Actions to take:
**A)** Print the Maltego text word for word, everything from "You'll need to" down to "with this address.".
**B)** Carry on the Maltego text, beginning right after its final sentence.

Supplied passage:
====================

An alternative or complement to Recon-ng is Maltego. Maltego is a commercial tool offering from Paterva (www.paterva.com/buy/maltego-clients/maltego-ce.php). This tool runs transforms (Maltego's term for a script-like instance that performs a particular function) on a remote server, and it allows users to visualize the information in graphical form. Intelligence and threat analysts who conduct a lot of OSINT work as part of their daily investigative job might need the paid professional version of this tool, yet there is a limited community edition bundled with Kali Linux. This tool has a GUI, and it is designed to analyze the relationships between different entities, such as employees, social media accounts, domains, IP addresses, and so on. It queries DNS records, search engines, and various APIs, just like Recon-ng, but it provides this information in a graphical, visual representation. It's certainly worth checking out and seeing whether its features can benefit you in your intended line of work. Figure 4.4 shows an example of a search for emails connected to a domain, as displayed by Maltego.

You'll need to create a free online account to start using Maltego. To provide a quick example of one of its functions, we'll start with a blank graph and then locate the Machines menu. From there, you can select Run Machine, which will display various options. Selecting Company Stalker and providing a domain name will start the machine, which in this case returns email addresses. Once you have some email addresses, you can right-click Entities and select Transform. You could try transforming an email address into a person, which would search for the actual full name associated with this address.

====================

Data section:
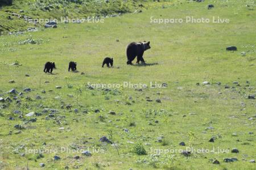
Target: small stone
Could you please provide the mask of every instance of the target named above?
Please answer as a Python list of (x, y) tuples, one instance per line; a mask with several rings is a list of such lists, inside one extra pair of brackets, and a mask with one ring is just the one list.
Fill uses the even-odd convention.
[(208, 5), (208, 10), (210, 10), (212, 8), (213, 8), (214, 7), (214, 6), (213, 5), (210, 4)]
[(60, 160), (60, 157), (57, 155), (55, 155), (53, 156), (53, 160)]
[(100, 139), (100, 141), (101, 141), (101, 142), (106, 142), (108, 143), (112, 143), (112, 142), (109, 141), (109, 139), (108, 139), (108, 138), (106, 137), (105, 136), (103, 136), (102, 137), (101, 137)]
[(82, 152), (82, 155), (86, 156), (92, 156), (92, 153), (89, 151), (84, 151)]
[(210, 82), (205, 81), (203, 82), (202, 84), (203, 85), (209, 85), (210, 84)]
[(180, 143), (179, 143), (179, 145), (180, 146), (185, 146), (185, 142), (181, 142)]
[(156, 103), (161, 103), (161, 100), (156, 99), (156, 100), (155, 100), (155, 101), (156, 101)]
[(8, 82), (9, 82), (10, 83), (14, 83), (15, 82), (15, 81), (13, 80), (10, 80)]
[(75, 159), (79, 159), (80, 158), (80, 156), (79, 156), (79, 155), (76, 155), (74, 156)]
[(94, 110), (94, 112), (95, 113), (99, 113), (100, 112), (101, 112), (101, 110), (100, 109), (96, 109)]
[(5, 102), (5, 99), (3, 97), (0, 97), (0, 102)]
[(16, 91), (16, 90), (15, 90), (14, 88), (13, 88), (12, 90), (9, 91), (8, 92), (8, 93), (11, 94), (18, 94), (18, 92)]
[(22, 129), (22, 126), (20, 124), (16, 124), (14, 125), (14, 128), (17, 129)]
[(21, 113), (21, 112), (20, 112), (20, 110), (15, 110), (14, 111), (13, 111), (13, 113), (15, 113), (15, 114), (20, 114), (20, 113)]
[(36, 95), (36, 99), (37, 99), (37, 100), (40, 100), (40, 99), (42, 99), (41, 96), (38, 96), (38, 95)]
[(255, 99), (255, 95), (250, 95), (248, 96), (249, 99)]
[(234, 148), (231, 150), (231, 152), (232, 153), (239, 153), (239, 151), (236, 148)]
[(213, 162), (212, 163), (214, 164), (220, 164), (220, 162), (216, 159), (216, 160), (214, 160), (213, 161)]
[(34, 114), (35, 114), (35, 112), (30, 112), (29, 113), (27, 113), (25, 116), (27, 116), (27, 117), (31, 117), (31, 116), (33, 116)]
[(210, 140), (209, 140), (209, 142), (214, 142), (214, 138), (210, 138)]
[(115, 112), (113, 111), (109, 111), (109, 113), (112, 115), (115, 115)]
[(9, 97), (6, 97), (6, 98), (5, 99), (5, 101), (6, 101), (6, 102), (12, 102), (13, 100), (12, 100), (11, 99), (10, 99)]
[(237, 48), (234, 46), (228, 46), (226, 48), (226, 50), (227, 51), (236, 51), (236, 50), (237, 50)]
[(56, 96), (55, 97), (54, 97), (54, 99), (55, 100), (59, 100), (60, 99), (61, 99), (60, 96)]
[(183, 154), (185, 156), (188, 157), (191, 154), (191, 152), (190, 151), (183, 151), (181, 154)]
[(31, 91), (31, 89), (30, 88), (26, 88), (23, 90), (24, 92), (30, 92)]
[(163, 137), (158, 137), (156, 138), (156, 139), (157, 139), (156, 142), (159, 142), (159, 143), (162, 142), (163, 142)]
[(225, 158), (224, 159), (224, 162), (233, 162), (236, 161), (238, 161), (238, 160), (237, 158)]

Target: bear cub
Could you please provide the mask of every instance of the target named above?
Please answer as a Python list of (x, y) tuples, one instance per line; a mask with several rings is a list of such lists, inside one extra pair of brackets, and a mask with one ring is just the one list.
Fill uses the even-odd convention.
[(132, 65), (131, 62), (136, 57), (137, 57), (137, 63), (139, 63), (140, 61), (144, 63), (145, 61), (143, 56), (144, 51), (151, 48), (150, 44), (150, 41), (147, 42), (143, 41), (139, 42), (133, 42), (128, 45), (126, 48), (127, 64)]
[(113, 63), (114, 62), (114, 60), (113, 60), (113, 58), (109, 58), (109, 57), (106, 57), (105, 58), (104, 60), (103, 61), (102, 63), (102, 67), (104, 67), (105, 64), (107, 65), (108, 67), (109, 67), (109, 64), (111, 65), (111, 66), (113, 67)]
[(76, 70), (76, 62), (69, 62), (69, 65), (68, 66), (68, 71), (70, 71), (70, 69), (71, 69), (71, 70), (72, 70), (73, 71)]
[(46, 73), (49, 73), (52, 74), (52, 70), (53, 70), (53, 69), (56, 69), (55, 63), (54, 62), (47, 62), (44, 65), (44, 72)]

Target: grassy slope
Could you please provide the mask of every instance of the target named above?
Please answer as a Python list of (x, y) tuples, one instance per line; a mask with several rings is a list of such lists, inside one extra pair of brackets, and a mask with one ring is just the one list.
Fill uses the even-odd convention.
[[(67, 2), (59, 0), (14, 1), (13, 5), (4, 6), (0, 10), (0, 32), (21, 31), (30, 27), (38, 27), (44, 23), (31, 23), (23, 19), (12, 16), (12, 13), (36, 19), (57, 19), (68, 16), (69, 18), (86, 18), (88, 16), (106, 16), (124, 14), (144, 8), (142, 3), (151, 1), (77, 1), (83, 3)], [(23, 12), (20, 11), (23, 10)], [(11, 16), (12, 20), (7, 19)], [(0, 32), (1, 33), (1, 32)]]
[[(70, 168), (78, 165), (81, 168), (96, 168), (96, 163), (106, 169), (120, 168), (134, 169), (153, 169), (154, 164), (137, 164), (136, 160), (145, 158), (148, 160), (150, 147), (154, 148), (184, 148), (179, 146), (181, 141), (188, 144), (188, 131), (193, 131), (197, 135), (192, 142), (196, 148), (209, 148), (219, 147), (221, 149), (237, 147), (240, 152), (238, 154), (221, 153), (194, 153), (188, 159), (179, 154), (175, 154), (173, 163), (169, 162), (164, 167), (156, 165), (159, 168), (171, 167), (176, 169), (253, 169), (255, 165), (248, 162), (255, 159), (255, 118), (249, 120), (255, 114), (255, 100), (246, 99), (247, 95), (255, 93), (255, 39), (253, 37), (255, 30), (255, 11), (248, 10), (243, 1), (233, 2), (213, 2), (213, 10), (206, 8), (206, 3), (184, 3), (170, 8), (151, 9), (138, 14), (126, 14), (120, 18), (107, 19), (104, 24), (60, 24), (56, 29), (44, 29), (32, 33), (26, 33), (18, 36), (9, 36), (0, 37), (1, 58), (0, 69), (1, 90), (6, 92), (12, 88), (19, 91), (25, 87), (32, 88), (35, 91), (28, 94), (33, 99), (36, 94), (43, 97), (42, 101), (35, 101), (30, 103), (28, 108), (24, 109), (25, 113), (30, 111), (42, 110), (36, 108), (40, 103), (44, 107), (56, 108), (60, 109), (60, 115), (66, 116), (65, 121), (60, 126), (52, 120), (44, 120), (46, 115), (38, 117), (38, 121), (24, 126), (27, 129), (22, 130), (20, 134), (8, 135), (9, 131), (16, 131), (13, 128), (15, 124), (22, 124), (22, 121), (12, 111), (16, 109), (15, 104), (7, 109), (0, 110), (1, 117), (1, 136), (3, 146), (1, 160), (5, 169), (26, 167), (27, 160), (29, 167), (39, 168), (39, 163), (44, 162), (47, 168), (62, 169), (68, 165)], [(229, 18), (229, 24), (157, 24), (150, 23), (150, 16), (155, 18), (175, 18), (192, 15), (195, 18), (211, 18), (220, 16)], [(162, 15), (162, 16), (160, 16)], [(114, 26), (113, 27), (113, 26)], [(64, 38), (63, 36), (67, 36)], [(40, 45), (18, 45), (16, 42), (29, 37), (39, 40), (42, 39)], [(117, 42), (116, 40), (119, 40)], [(138, 67), (126, 64), (125, 48), (128, 43), (133, 41), (150, 40), (152, 48), (147, 51), (144, 58), (147, 63), (158, 63), (158, 65)], [(5, 44), (5, 45), (4, 45)], [(225, 48), (228, 45), (236, 45), (238, 50), (234, 53), (227, 52)], [(245, 46), (247, 46), (247, 48)], [(10, 52), (10, 50), (13, 52)], [(247, 51), (246, 57), (240, 55), (241, 51)], [(101, 61), (105, 56), (113, 56), (115, 67), (111, 69), (101, 69)], [(5, 63), (13, 63), (18, 60), (22, 66), (9, 66)], [(85, 75), (79, 73), (68, 73), (67, 65), (71, 60), (78, 62), (78, 69), (85, 73)], [(55, 75), (43, 73), (44, 63), (48, 61), (54, 61), (57, 69)], [(117, 67), (119, 66), (119, 69)], [(25, 74), (31, 76), (26, 78)], [(65, 78), (68, 76), (69, 84), (73, 88), (65, 86)], [(14, 79), (16, 83), (10, 84), (8, 81)], [(45, 81), (49, 84), (45, 84)], [(211, 83), (221, 82), (221, 86), (212, 85), (209, 87), (196, 86), (196, 82), (204, 80)], [(241, 87), (234, 89), (225, 90), (224, 84), (232, 86), (233, 81), (240, 82)], [(246, 87), (245, 82), (250, 82), (249, 88)], [(146, 83), (156, 81), (166, 82), (167, 89), (147, 89), (143, 92), (135, 91), (133, 89), (120, 90), (122, 95), (109, 95), (110, 99), (106, 100), (105, 95), (100, 91), (96, 91), (92, 95), (91, 91), (84, 89), (79, 103), (82, 108), (76, 105), (75, 99), (70, 99), (67, 94), (75, 94), (76, 87), (82, 86), (88, 82), (92, 83), (122, 83), (123, 81), (132, 83)], [(175, 83), (177, 82), (177, 83)], [(62, 86), (63, 89), (56, 90), (56, 86)], [(182, 88), (178, 87), (182, 87)], [(244, 88), (246, 87), (246, 89)], [(40, 90), (46, 90), (46, 94), (42, 94)], [(52, 92), (49, 90), (53, 90)], [(160, 96), (156, 92), (161, 92)], [(222, 92), (222, 95), (218, 95)], [(6, 95), (5, 95), (5, 96)], [(72, 103), (74, 108), (80, 110), (85, 108), (102, 108), (104, 111), (95, 114), (79, 114), (60, 108), (60, 104), (53, 99), (60, 96), (65, 103)], [(131, 96), (135, 103), (131, 106), (122, 103), (128, 100)], [(146, 96), (155, 99), (159, 97), (161, 104), (148, 103)], [(169, 99), (168, 99), (169, 97)], [(119, 100), (121, 104), (114, 100)], [(246, 109), (241, 103), (246, 104)], [(19, 108), (18, 108), (19, 109)], [(147, 116), (143, 109), (164, 109), (168, 113), (160, 115), (149, 114)], [(22, 109), (19, 109), (22, 110)], [(133, 112), (130, 112), (132, 109)], [(109, 110), (122, 114), (109, 115)], [(189, 115), (189, 113), (196, 113)], [(186, 114), (186, 117), (183, 115)], [(98, 117), (105, 116), (105, 122), (102, 124)], [(15, 116), (16, 120), (8, 120), (10, 116)], [(73, 121), (78, 120), (78, 122)], [(121, 119), (121, 121), (116, 121)], [(108, 120), (112, 120), (110, 123)], [(159, 120), (155, 126), (148, 125), (148, 121)], [(95, 121), (100, 124), (95, 124)], [(129, 127), (129, 124), (135, 122), (135, 127)], [(119, 126), (116, 128), (117, 125)], [(213, 130), (208, 130), (207, 133), (202, 133), (205, 129), (213, 126)], [(34, 127), (34, 128), (33, 128)], [(65, 127), (66, 130), (59, 131), (58, 128)], [(68, 130), (70, 128), (70, 131)], [(124, 132), (127, 128), (130, 132)], [(114, 148), (110, 145), (104, 146), (98, 143), (99, 138), (104, 135), (109, 137), (108, 130), (114, 133), (114, 140), (118, 142), (121, 156), (118, 156)], [(249, 134), (253, 131), (254, 134)], [(40, 133), (39, 133), (40, 132)], [(232, 137), (236, 133), (237, 137)], [(214, 143), (208, 140), (213, 135), (221, 135)], [(156, 143), (156, 138), (164, 136), (167, 146)], [(88, 139), (92, 137), (92, 139)], [(237, 142), (239, 139), (240, 142)], [(88, 143), (83, 143), (87, 141)], [(130, 152), (133, 144), (127, 141), (135, 143), (150, 143), (151, 146), (144, 146), (148, 155), (137, 156)], [(46, 142), (46, 146), (42, 143)], [(104, 148), (106, 153), (93, 154), (90, 158), (84, 158), (79, 161), (72, 158), (79, 154), (59, 153), (61, 160), (54, 162), (52, 158), (55, 154), (44, 154), (44, 158), (34, 159), (35, 155), (27, 154), (20, 157), (14, 154), (12, 150), (20, 144), (28, 148), (54, 148), (60, 146), (70, 146), (75, 143), (79, 147), (95, 147)], [(85, 144), (84, 144), (85, 143)], [(59, 150), (59, 152), (60, 151)], [(21, 150), (20, 152), (24, 152)], [(247, 156), (245, 155), (247, 155)], [(164, 159), (162, 155), (160, 159)], [(238, 162), (225, 163), (225, 158), (237, 158)], [(213, 165), (209, 159), (217, 158), (221, 165)], [(245, 160), (243, 160), (243, 159)], [(170, 159), (169, 159), (170, 160)], [(152, 162), (151, 162), (152, 163)]]

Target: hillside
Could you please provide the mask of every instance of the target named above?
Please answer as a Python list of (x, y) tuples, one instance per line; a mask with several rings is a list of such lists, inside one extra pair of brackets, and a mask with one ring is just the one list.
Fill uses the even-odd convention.
[[(17, 2), (3, 8), (60, 16)], [(255, 1), (127, 2), (102, 23), (0, 36), (0, 169), (254, 170)], [(143, 41), (146, 64), (127, 65)]]

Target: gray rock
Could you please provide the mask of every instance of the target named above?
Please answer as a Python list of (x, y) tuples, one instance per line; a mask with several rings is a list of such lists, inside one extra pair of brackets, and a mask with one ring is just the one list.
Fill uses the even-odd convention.
[(112, 114), (112, 115), (115, 115), (115, 112), (113, 111), (109, 111), (109, 114)]
[(13, 113), (15, 114), (20, 114), (21, 112), (20, 110), (15, 110), (14, 111), (13, 111)]
[(41, 96), (37, 95), (37, 96), (36, 96), (36, 99), (37, 99), (37, 100), (40, 100), (40, 99), (42, 99)]
[(226, 50), (227, 51), (236, 51), (236, 50), (237, 50), (237, 48), (234, 46), (228, 46), (226, 48)]
[(234, 148), (231, 150), (231, 152), (232, 153), (239, 153), (239, 151), (236, 148)]
[(57, 155), (55, 155), (53, 156), (53, 160), (60, 160), (60, 157)]
[(35, 112), (30, 112), (29, 113), (26, 114), (25, 116), (27, 117), (31, 117), (35, 115)]
[(255, 95), (250, 95), (248, 96), (249, 99), (255, 99)]
[(210, 5), (208, 5), (208, 10), (210, 10), (210, 9), (213, 8), (214, 7), (214, 6), (213, 5), (210, 4)]
[(49, 26), (54, 26), (57, 25), (57, 23), (54, 21), (50, 21), (46, 23), (46, 24), (49, 25)]
[(26, 88), (23, 90), (24, 92), (30, 92), (31, 91), (31, 89), (30, 88)]
[(51, 28), (51, 27), (52, 27), (52, 26), (48, 25), (48, 24), (45, 24), (44, 25), (44, 28)]
[(3, 97), (0, 97), (0, 102), (5, 102), (5, 99)]
[(17, 129), (22, 129), (22, 126), (20, 124), (15, 125), (14, 128)]
[(236, 162), (236, 161), (238, 161), (238, 160), (237, 159), (237, 158), (225, 158), (224, 161), (224, 162)]
[(12, 100), (11, 99), (10, 99), (9, 97), (6, 97), (6, 98), (5, 99), (5, 101), (6, 101), (6, 102), (12, 102), (13, 100)]
[(18, 92), (16, 91), (16, 90), (15, 90), (14, 88), (13, 88), (12, 90), (9, 91), (8, 92), (8, 93), (11, 94), (18, 94)]
[(212, 163), (213, 164), (220, 164), (220, 162), (218, 161), (218, 160), (214, 160), (213, 162), (213, 163)]
[(179, 143), (179, 145), (180, 146), (185, 146), (185, 142), (181, 142), (180, 143)]
[(155, 101), (156, 101), (156, 103), (161, 103), (161, 100), (156, 99), (156, 100), (155, 100)]
[(183, 151), (181, 154), (183, 154), (185, 156), (188, 157), (191, 154), (191, 152), (190, 151)]
[(79, 155), (76, 155), (73, 157), (73, 158), (75, 159), (80, 159), (80, 156), (79, 156)]
[(112, 142), (109, 141), (109, 139), (108, 139), (108, 138), (106, 137), (105, 136), (103, 136), (102, 137), (101, 137), (100, 139), (100, 141), (101, 141), (101, 142), (106, 142), (106, 143), (111, 143), (111, 144), (112, 143)]
[(82, 155), (85, 155), (85, 156), (92, 156), (92, 153), (90, 151), (82, 151), (81, 154), (82, 154)]
[(101, 112), (101, 110), (100, 109), (96, 109), (94, 110), (94, 112), (95, 113), (99, 113), (100, 112)]
[(209, 84), (210, 84), (210, 82), (205, 81), (205, 82), (203, 82), (202, 84), (203, 85), (209, 85)]
[(9, 82), (10, 83), (14, 83), (15, 82), (15, 81), (12, 80), (10, 80), (8, 82)]

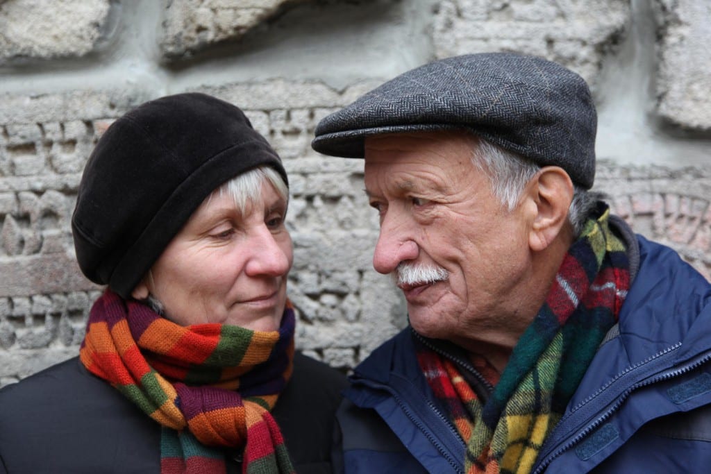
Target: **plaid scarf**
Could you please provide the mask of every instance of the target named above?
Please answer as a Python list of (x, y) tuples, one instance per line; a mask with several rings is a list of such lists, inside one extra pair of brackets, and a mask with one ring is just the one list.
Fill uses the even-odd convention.
[(466, 443), (465, 472), (530, 473), (560, 421), (629, 288), (624, 242), (601, 203), (564, 258), (545, 303), (514, 348), (498, 379), (483, 358), (479, 374), (494, 387), (482, 403), (455, 363), (420, 344), (417, 357), (434, 396)]
[(159, 423), (161, 472), (224, 473), (225, 448), (242, 472), (293, 473), (269, 414), (292, 374), (294, 315), (278, 331), (181, 326), (107, 290), (91, 310), (80, 358)]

====================

Results of the tasks:
**A)**
You'll need to create a free online account to start using Maltego. To provide a quick example of one of its functions, we'll start with a blank graph and then locate the Machines menu. From there, you can select Run Machine, which will display various options. Selecting Company Stalker and providing a domain name will start the machine, which in this case returns email addresses. Once you have some email addresses, you can right-click Entities and select Transform. You could try transforming an email address into a person, which would search for the actual full name associated with this address.

**B)**
Snapshot of Maltego email search.

Figure 4.4 Maltego email search

Maltego actually uses its own servers for carrying out these searches, so it isn't your computer doing the work. This means you need to be careful about what information you send to Maltego in the first place, and you shouldn't simply trust it with your (or your client's) data.

Social Media Networks


Business today makes use of social networks. It's often an unavoidable step in career progression or for networking among people in a particular industry. Overwhelmingly, the majority of this business-to-business networking occurs on a site called LinkedIn (www.linkedin.com). Hackers trawl through social media sites such as LinkedIn to find company employees, email addresses, or information that might be of value to an attacker. LinkedInt is a simple yet useful Python script that can be obtained from GitHub. You'll need to set up a LinkedIn account to use it, and you will get the best results when that account has some connections, perhaps even one at your target company. Hacker House often finds that using the picture of an attractive individual and sending contact requests to employees at a company (so-called honey-trapping) will often allow the account to network with employees at a particular company. Once you have a LinkedIn account with several connections, you can launch a tool like LinkedInt to gather intelligence by simply following the prompts.

# python LinkedInt.py
██╗     ██╗███╗   ██╗██╗  ██╗███████╗██████╗ ██╗███╗   ██╗████████╗
██║     ██║████╗  ██║██║ ██╓╝██╓════╝██╓══██╗██║████╗  ██║╚══██╓══╝
██║     ██║██╓██╗ ██║█████╓╝ █████╗  ██║  ██║██║██╓██╗ ██║   ██║
██║     ██║██║╚██╗██║██╓═██╗ ██╓══╝  ██║  ██║██║██║╚██╗██║   ██║
███████╗██║██║ ╚████║██║  ██╗███████╗██████╓╝██║██║ ╚████║   ██║
╚══════╝╚═╝╚═╝  ╚═══╝╚═╝  ╚═╝╚══════╝╚═════╝ ╚═╝╚═╝  ╚═══╝   ╚═╝
 
Providing you with Linkedin Intelligence
Author: Vincent Yiu (@vysec, @vysecurity)
Original version by @DisK0nn3cT
[*] Enter search Keywords (use quotes for more percise results)
"International Business Machines"
 
[*] Enter filename for output (exclude file extension)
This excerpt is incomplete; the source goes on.